*Text shown*.
A project from Summer 2018 that compared the utility of newer ChIP methods ChIP-exo and ChIP-nexus on its effects on Semi-Automated Genome Annotation (SAGA) method, Segway's, ability to generate annotations from this data of higher signal to noise ratio and near single base pair resolution.
- Data Cleaning (data_preprocessing/)
- Download raw data from ENCODE project and NCBI SRA (getSRR.sh)
- Convert to bedgraph and sort data based on threshold cut off (fq_to_bam.sh)
- QC with PhantomPeakQualTools + peak calling with MACS2 to generate bedgraphs (MACS2/ & PhantomPeakQualTools/)
- Store data in genomedata archive (bedgraph_to_genomedata.sh)
- Run Segway (segway/)
- Training then identification rounds (trainsegway.sh & annotate.sh)
- Set minibatch training of 10 round on 1% of the genome
- Try with 5 different resolutions: 100bp, 1bp, 2bp, 30bp, 50bp
- Analyze Results
- Recolour segway annotations with 10 different colours for visualization in genome browser (segway/)
- Run stable marriage Hungarian algorithm on annotations (stablemarriage/)
- Graph heatmaps and bipartite graphs in R. Account for negative/NaNs by adding pseudocount (LOD/2) to all data points prior to normalizing (pseudocount/)
- All graph generating functions in datavisualization.R file, generated some in R notebook (can find in lab notebook)
- Miscellaneous
- Script to clean up on the cluster (segway/seg_cleanup.sh)
- Alternate attempt at finding the LOD via the genomedata archives that were already generated (segway/runthroughcoords.py)
- Get average counts from bedgraph file (data_preprocessing/getavg.sh)
- Optional conversion from bigwig to wiggle format (data_preprocessing/bigwig_to_wiggle.sh)

*Exercise directions*.
In the project outline on ChIP-exo and ChIP-nexus with Segway, list every file name ending in ".sh" that appears. The records that follow are separate material and are not related to the project outline.

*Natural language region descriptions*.
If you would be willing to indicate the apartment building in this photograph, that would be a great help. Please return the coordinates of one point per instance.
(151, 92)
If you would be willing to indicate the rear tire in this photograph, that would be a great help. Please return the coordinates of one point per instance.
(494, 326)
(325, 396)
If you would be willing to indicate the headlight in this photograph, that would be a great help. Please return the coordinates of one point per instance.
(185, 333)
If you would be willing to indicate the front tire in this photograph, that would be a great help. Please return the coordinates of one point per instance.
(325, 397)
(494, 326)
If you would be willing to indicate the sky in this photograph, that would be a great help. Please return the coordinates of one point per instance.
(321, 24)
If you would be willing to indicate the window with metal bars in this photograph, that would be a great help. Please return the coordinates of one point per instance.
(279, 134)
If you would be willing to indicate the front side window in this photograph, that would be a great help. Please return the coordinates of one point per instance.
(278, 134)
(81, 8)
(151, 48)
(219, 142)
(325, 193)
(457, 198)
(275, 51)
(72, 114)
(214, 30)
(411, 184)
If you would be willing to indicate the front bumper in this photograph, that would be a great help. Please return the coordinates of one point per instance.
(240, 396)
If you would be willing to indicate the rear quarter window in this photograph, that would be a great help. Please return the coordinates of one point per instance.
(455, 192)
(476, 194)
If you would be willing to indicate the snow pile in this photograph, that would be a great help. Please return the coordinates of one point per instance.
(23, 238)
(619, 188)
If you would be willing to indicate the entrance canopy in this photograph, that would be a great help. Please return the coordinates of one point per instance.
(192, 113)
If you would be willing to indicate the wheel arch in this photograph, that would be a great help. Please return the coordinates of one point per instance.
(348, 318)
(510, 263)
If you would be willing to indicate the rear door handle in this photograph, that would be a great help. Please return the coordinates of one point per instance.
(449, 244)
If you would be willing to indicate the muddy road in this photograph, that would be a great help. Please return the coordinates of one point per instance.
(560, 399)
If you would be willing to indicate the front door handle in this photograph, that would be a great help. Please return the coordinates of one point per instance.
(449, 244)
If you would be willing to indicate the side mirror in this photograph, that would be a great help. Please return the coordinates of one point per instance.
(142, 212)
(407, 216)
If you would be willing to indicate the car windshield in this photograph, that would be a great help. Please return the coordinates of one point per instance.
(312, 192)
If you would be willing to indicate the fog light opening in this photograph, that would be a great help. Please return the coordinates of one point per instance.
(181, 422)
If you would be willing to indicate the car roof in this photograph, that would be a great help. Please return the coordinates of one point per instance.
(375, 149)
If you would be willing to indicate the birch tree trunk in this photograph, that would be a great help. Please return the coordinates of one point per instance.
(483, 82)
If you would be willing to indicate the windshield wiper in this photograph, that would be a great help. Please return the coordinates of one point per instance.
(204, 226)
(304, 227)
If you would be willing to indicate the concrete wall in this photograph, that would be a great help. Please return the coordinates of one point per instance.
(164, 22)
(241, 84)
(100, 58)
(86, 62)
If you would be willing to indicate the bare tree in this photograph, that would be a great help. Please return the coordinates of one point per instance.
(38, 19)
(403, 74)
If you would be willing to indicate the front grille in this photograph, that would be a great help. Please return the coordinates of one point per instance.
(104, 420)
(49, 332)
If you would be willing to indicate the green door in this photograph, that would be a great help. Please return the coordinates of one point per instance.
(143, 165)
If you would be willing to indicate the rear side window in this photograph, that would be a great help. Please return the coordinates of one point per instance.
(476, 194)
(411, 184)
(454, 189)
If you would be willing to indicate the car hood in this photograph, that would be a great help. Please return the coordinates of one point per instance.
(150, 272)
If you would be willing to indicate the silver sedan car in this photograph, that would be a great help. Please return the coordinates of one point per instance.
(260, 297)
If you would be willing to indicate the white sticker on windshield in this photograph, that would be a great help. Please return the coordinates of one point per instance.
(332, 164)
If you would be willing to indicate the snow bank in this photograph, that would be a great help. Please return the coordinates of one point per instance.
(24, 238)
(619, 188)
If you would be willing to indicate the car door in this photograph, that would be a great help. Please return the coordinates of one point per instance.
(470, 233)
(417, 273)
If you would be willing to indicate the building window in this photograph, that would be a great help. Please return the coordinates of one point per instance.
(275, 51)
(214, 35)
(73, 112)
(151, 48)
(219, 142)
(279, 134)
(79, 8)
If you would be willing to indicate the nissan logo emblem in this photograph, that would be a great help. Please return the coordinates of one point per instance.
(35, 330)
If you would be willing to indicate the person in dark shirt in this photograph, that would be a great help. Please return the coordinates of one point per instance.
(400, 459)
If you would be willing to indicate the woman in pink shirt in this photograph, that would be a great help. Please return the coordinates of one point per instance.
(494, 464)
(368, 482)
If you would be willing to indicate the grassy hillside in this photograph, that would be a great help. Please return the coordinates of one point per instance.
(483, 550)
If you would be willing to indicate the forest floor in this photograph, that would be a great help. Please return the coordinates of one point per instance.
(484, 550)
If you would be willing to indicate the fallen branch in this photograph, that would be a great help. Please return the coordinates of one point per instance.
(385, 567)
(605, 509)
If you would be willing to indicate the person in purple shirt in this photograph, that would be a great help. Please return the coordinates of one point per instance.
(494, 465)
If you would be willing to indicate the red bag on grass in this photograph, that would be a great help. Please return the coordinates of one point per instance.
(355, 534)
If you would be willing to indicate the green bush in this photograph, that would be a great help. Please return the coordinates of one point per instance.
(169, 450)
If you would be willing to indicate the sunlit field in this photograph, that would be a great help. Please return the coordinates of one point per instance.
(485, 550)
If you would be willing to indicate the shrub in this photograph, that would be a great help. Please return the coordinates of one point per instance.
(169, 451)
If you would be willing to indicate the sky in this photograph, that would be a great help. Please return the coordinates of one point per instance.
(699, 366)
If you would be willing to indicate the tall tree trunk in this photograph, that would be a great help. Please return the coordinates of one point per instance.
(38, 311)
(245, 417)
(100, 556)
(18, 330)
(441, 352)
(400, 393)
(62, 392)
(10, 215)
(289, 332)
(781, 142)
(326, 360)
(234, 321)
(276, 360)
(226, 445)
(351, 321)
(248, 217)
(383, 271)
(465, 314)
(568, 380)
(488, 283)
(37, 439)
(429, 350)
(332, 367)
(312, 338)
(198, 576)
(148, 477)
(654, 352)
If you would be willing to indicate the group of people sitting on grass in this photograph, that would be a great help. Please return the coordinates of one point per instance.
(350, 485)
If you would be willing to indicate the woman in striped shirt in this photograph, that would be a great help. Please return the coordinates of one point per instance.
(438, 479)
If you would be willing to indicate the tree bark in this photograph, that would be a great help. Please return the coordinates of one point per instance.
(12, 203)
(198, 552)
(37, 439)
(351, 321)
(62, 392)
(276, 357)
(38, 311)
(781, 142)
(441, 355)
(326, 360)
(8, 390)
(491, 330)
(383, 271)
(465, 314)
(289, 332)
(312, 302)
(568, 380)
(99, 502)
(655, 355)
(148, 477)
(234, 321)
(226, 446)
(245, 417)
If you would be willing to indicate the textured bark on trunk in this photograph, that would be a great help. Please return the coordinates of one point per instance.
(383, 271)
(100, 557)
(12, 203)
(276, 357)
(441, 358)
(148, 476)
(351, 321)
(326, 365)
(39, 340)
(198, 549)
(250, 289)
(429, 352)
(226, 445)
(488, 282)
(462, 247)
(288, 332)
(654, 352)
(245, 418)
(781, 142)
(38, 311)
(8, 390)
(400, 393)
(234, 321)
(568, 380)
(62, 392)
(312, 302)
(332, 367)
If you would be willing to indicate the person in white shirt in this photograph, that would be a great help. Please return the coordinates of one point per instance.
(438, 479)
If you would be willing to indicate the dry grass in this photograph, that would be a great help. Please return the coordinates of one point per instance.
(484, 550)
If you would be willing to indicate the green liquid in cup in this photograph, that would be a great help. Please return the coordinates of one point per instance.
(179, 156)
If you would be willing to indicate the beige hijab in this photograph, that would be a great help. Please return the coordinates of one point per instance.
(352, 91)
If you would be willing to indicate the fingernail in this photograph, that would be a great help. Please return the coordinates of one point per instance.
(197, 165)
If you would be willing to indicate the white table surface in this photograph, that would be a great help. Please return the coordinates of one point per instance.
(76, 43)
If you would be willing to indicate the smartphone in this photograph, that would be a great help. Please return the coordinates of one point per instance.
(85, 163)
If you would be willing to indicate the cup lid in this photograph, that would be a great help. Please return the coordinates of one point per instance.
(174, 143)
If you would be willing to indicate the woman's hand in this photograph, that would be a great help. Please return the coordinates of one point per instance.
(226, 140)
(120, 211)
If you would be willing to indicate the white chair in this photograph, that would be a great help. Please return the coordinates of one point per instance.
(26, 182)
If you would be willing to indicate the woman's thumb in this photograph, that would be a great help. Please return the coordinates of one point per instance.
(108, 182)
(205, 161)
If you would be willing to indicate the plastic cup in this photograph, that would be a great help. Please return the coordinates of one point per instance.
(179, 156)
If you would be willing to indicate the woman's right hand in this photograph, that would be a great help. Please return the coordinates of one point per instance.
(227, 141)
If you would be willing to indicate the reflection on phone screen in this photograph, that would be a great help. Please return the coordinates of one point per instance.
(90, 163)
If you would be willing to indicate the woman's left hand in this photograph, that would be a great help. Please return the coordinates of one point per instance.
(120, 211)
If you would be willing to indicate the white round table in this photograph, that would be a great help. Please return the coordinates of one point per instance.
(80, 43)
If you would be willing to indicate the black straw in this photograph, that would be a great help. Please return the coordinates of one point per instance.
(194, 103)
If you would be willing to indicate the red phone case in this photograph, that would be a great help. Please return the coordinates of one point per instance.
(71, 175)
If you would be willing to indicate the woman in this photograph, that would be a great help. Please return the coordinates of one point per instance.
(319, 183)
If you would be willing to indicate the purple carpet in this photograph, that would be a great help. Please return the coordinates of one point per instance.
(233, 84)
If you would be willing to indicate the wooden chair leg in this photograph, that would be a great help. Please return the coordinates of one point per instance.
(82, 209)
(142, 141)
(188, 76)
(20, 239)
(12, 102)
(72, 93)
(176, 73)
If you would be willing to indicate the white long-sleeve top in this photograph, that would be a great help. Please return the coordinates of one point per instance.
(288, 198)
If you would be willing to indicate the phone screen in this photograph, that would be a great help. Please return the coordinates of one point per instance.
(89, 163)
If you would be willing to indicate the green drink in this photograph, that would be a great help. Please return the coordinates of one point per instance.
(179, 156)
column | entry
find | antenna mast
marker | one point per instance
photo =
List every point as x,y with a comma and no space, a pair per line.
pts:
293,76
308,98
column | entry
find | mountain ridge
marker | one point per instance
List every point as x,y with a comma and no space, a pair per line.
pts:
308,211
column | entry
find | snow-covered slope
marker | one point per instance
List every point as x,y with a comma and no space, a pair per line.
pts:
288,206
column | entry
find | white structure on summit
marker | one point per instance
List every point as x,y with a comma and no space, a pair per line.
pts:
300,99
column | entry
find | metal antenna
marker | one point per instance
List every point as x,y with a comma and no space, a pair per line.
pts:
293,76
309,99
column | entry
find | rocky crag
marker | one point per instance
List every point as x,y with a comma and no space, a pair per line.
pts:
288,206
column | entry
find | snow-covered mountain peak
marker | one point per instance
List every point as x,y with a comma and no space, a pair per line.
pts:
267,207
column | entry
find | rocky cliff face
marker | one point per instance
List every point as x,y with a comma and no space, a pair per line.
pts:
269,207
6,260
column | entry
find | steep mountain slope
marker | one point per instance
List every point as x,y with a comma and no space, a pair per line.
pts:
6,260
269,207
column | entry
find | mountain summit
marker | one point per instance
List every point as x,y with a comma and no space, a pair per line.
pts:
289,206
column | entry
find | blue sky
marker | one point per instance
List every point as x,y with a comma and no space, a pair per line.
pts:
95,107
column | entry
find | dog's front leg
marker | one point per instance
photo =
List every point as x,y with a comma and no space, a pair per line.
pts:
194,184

*Completed exercise*.
getSRR.sh
fq_to_bam.sh
bedgraph_to_genomedata.sh
trainsegway.sh
annotate.sh
segway/seg_cleanup.sh
data_preprocessing/getavg.sh
data_preprocessing/bigwig_to_wiggle.sh